◆ What the task asks ◆
Each entry below must appear in the answer exactly as written.

Referring expression data:
###
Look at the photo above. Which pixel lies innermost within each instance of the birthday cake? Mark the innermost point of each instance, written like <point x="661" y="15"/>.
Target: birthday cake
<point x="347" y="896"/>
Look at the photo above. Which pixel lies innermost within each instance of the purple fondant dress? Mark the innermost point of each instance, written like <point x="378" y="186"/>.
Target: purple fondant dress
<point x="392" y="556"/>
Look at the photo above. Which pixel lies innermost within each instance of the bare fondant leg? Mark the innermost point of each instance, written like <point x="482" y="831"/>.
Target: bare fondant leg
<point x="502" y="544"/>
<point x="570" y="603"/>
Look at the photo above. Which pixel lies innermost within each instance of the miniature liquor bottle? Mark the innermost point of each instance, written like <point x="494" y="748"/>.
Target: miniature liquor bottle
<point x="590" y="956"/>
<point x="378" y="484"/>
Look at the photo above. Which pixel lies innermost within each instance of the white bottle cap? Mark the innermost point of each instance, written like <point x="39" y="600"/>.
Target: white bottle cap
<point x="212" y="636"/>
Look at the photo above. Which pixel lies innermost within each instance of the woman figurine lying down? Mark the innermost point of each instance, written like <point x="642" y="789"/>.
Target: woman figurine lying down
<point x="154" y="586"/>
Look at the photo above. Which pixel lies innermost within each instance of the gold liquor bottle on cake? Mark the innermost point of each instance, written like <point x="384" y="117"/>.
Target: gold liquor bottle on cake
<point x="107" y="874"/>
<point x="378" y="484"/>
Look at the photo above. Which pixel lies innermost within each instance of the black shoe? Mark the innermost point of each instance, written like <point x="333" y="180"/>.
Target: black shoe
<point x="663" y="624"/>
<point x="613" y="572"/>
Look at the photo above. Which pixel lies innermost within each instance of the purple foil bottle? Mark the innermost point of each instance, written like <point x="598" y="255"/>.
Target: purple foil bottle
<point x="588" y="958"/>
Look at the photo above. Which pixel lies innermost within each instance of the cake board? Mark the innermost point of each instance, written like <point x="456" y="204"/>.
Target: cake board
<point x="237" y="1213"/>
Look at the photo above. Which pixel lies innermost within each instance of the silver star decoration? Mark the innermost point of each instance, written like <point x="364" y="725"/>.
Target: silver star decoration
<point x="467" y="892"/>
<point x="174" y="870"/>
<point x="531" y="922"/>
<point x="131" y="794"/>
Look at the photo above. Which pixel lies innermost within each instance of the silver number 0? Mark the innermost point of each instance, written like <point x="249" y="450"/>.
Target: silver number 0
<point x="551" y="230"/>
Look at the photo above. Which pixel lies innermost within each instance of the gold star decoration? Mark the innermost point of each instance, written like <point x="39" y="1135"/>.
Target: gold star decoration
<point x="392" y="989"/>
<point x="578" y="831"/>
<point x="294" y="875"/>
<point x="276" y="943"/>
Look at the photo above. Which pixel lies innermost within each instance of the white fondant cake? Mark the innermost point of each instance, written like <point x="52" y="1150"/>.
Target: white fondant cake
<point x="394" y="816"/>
###
◆ Your solution ◆
Look at the photo above. Which pixel lies innermost within each instance of the birthday cake? Mark the innermost point of each instance, written like <point x="661" y="15"/>.
Target: birthday cake
<point x="347" y="896"/>
Look at the photo above. Which pixel lies innermost within each instance of the purple fondant dress? Mark the innermost point of each instance, written like <point x="378" y="186"/>.
Target: purple fondant dress
<point x="392" y="556"/>
Look at the photo above. Which pixel lies innermost within each instance of the bare fondant leg? Mark the innermost point of each instance, written like <point x="482" y="831"/>.
Target: bare fondant leg
<point x="502" y="544"/>
<point x="570" y="603"/>
Look at the photo above. Which pixel lies innermost within each instance of the miniature liquor bottle? Mark the innermost point of each instance, written like <point x="494" y="748"/>.
Target: miniature liquor bottle
<point x="590" y="956"/>
<point x="378" y="484"/>
Look at the photo above. Which pixel lies innermost within each instance of the white bottle cap? Mark the innermost point of each instance, written like <point x="39" y="600"/>.
Target: white bottle cap
<point x="212" y="636"/>
Look at the photo above. Which pixel lies innermost within each instance of the woman figurine lying down? Mark the innermost point of each instance, written like <point x="642" y="789"/>.
Target: woman figurine lying down
<point x="154" y="586"/>
Look at the photo above. Which pixel lies innermost within each instance of the gold liquor bottle on cake? Mark the innermost point of each instance, written like <point x="384" y="117"/>.
Target: gold liquor bottle on cake
<point x="107" y="874"/>
<point x="378" y="484"/>
Look at the photo above. Which pixel lies innermost within each instance of the black shoe? Mark the innermost point of each instance, written like <point x="333" y="180"/>.
Target: black shoe
<point x="663" y="624"/>
<point x="613" y="572"/>
Look at the photo above. Which pixel lies innermost within each instance of the purple foil bottle? Mark the innermost point of each instance, written like <point x="598" y="255"/>.
Target: purple foil bottle
<point x="588" y="958"/>
Look at the photo above. Which pixel lies innermost within each instance of the cake board? Mark the innermost point of each instance, written like <point x="456" y="204"/>.
Target: cake board
<point x="237" y="1213"/>
Look at the photo above. Which pixel lies innermost within each instance of the silver star decoration? Mark the innermost point of each instance, written like <point x="364" y="725"/>.
Target: silver star decoration
<point x="467" y="892"/>
<point x="174" y="870"/>
<point x="531" y="922"/>
<point x="131" y="794"/>
Look at the photo above. Which pixel lies innermost within each instance of the silver number 0? Mark the innermost point of each instance, written like <point x="249" y="450"/>.
Target: silver number 0
<point x="551" y="230"/>
Look at the photo above. Which pixel lies innermost within each instance of the gold star decoration? Mark the innermost point of each instance, written like <point x="39" y="1135"/>.
Target: gold star decoration
<point x="392" y="989"/>
<point x="578" y="831"/>
<point x="294" y="875"/>
<point x="276" y="943"/>
Look at the photo above. Which pixel lies innermost within each instance of the white fondant cake? Mark the innermost point of each instance, written like <point x="52" y="1150"/>.
Target: white fondant cake
<point x="394" y="816"/>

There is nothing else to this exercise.